Brief 1:
Answer these from the Hive mailing-list thread:
(a) Which port do clients connect to under the HAProxy config?
(b) Where did the chat with Shevek from Karmasphere take place?
(c) Which team at Foursquare is Matthew Rathbone on?
Brief 2: Copy down the stretch of the Hive mailing-list thread from "For future reference" through "GitHub account: https://github.com/forward.".
Brief 3: Write the next part of the Hive mailing-list thread, continuing after its final sentence.

Supplied passage:
Re: HIVE Server multiple instances

Posted by "V.Senthil Kumar" <va...@yahoo.com>.

This is great info. Thanks a lot for sharing :)




________________________________
From: Paul Ingles <pa...@oobaloo.co.uk>
To: user@hive.apache.org
Sent: Wed, May 4, 2011 4:48:20 AM
Subject: Re: HIVE Server multiple instances


For future reference I've posted a little more about our setup 
here: http://oobaloo.co.uk/multiple-connections-with-hive


On Tue, May 3, 2011 at 8:01 PM, Paul Ingles <pa...@oobaloo.co.uk> wrote:

Nothing specifically about our Hive setup although some of us at Forward have 
blogged bits and pieces about Hive + Hadoop and have a few Hadoop/Hive related 
libs on our GitHub account: https://github.com/forward.
>
>I've blogged a few bits (http://www.oobaloo.co.uk/) as has one of my colleagues 
>(http://blog.fingertap.org/post/1255463384/hive-thrift-client).
>
>Another colleague also presented a little about our setup during a Hadoop meetup 
>last summer (http://skillsmatter.com/podcast/home/hadoop-in-context-1591). The 
>numbers Andy mentioned will be a little out of date but it does include some 
>screenshots of a few of the surrounding apps we built that connect to Hive and 
>Hadoop (including a web based Hive query tool + work queue).
>
>I had a quick search through the mailing lists when we had connection problems 
>but I think most of it was discussed/resolved during a chat I had with Shevek 
>from Karmasphere at a London pub following a Hadoop meetup :)
>
>If you're interested, I've posted a gist (https://gist.github.com/953926) that 
>contains our HAProxy config; clients connect to 10000 and are balanced between 
>:10001 and :10005 on 2 servers (so actually 10 backend servers).
>
>Be happy to talk more about our experience- feel free to ping me an email off 
>list if you'd like.
>
>
>
>On 3 May 2011, at 19:18, Matthew Rathbone wrote:
>
>> Hey Paul,
>>
>> I'd be very interested in reading about your hadoop/hive setup, do you have a 
>>blog post or anything describing this setup, or some of the issues you've have 
>>with hive?
>>
>> --
>> Matthew Rathbone
>> Foursquare | Software Engineer | Server Engineering Team
>> matthew@foursquare.com | @rathboma | 4sq
>>
>> On Tuesday, May 3, 2011 at 2:15 PM, Paul Ingles wrote:
>> HiveServer does seem to support multiple connections but I think it still has 
>>thread-safety problems (https://issues.apache.org/jira/browse/HIVE-80).

Data:

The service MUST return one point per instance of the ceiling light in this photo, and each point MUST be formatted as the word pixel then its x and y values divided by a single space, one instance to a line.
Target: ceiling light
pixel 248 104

Task output 1:
(a) 10000
(b) At a London pub following a Hadoop meetup
(c) The Server Engineering Team

Task output 2:
For future reference I've posted a little more about our setup 
here: http://oobaloo.co.uk/multiple-connections-with-hive


On Tue, May 3, 2011 at 8:01 PM, Paul Ingles <pa...@oobaloo.co.uk> wrote:

Nothing specifically about our Hive setup although some of us at Forward have 
blogged bits and pieces about Hive + Hadoop and have a few Hadoop/Hive related 
libs on our GitHub account: https://github.com/forward.

Task output 3:
>>>
>>> We've (www.forward.co.uk) certainly had instability problems with the thrift 
>>>server in the past and now run 5 or so instances behind the HAProxy 
>>>load-balancer (http://haproxy.1wt.eu/). Since we did that it's been 
>>>significantly better.
>>>
>>> I think the JDBC server still operates using thrift to connect to the 
>>>HiveServer so I would expect it to have similar problems (but I may have got 
>>>that wrong :)
>>>
>>>
>>> On 3 May 2011, at 18:59, Matthew Rathbone wrote:
>>>
>>>> Even if it is single threaded it certainly seems to support multiple 
>>>>connections.
>>>>
>>>> We run 5 workers all connected at the same time executing a different query 
>>>>each ( with a different connection per worker).
>>>>
>>>> Hope that helps
>>>>
>>>> Matthew
>>>> On Tuesday, May 3, 2011 at 1:40 PM, V.Senthil Kumar wrote:
>>>> Thanks Matthew. The wiki page http://wiki.apache.org/hadoop/Hive/HiveServer 
>>>>says
>>>>> its single threaded. I have a queue of queries which gets added dynamically 
>>>>all
>>>>> the time. By the time I run 1 query using 1 JDBC connection, the queue 
gets
>>>>> added more queries and builds up a backlog. So, I was that's why I was 
>>>>>wondering
>>>>> whether I can run two or more instances to avoid having a big backlog in 
>>>>queue.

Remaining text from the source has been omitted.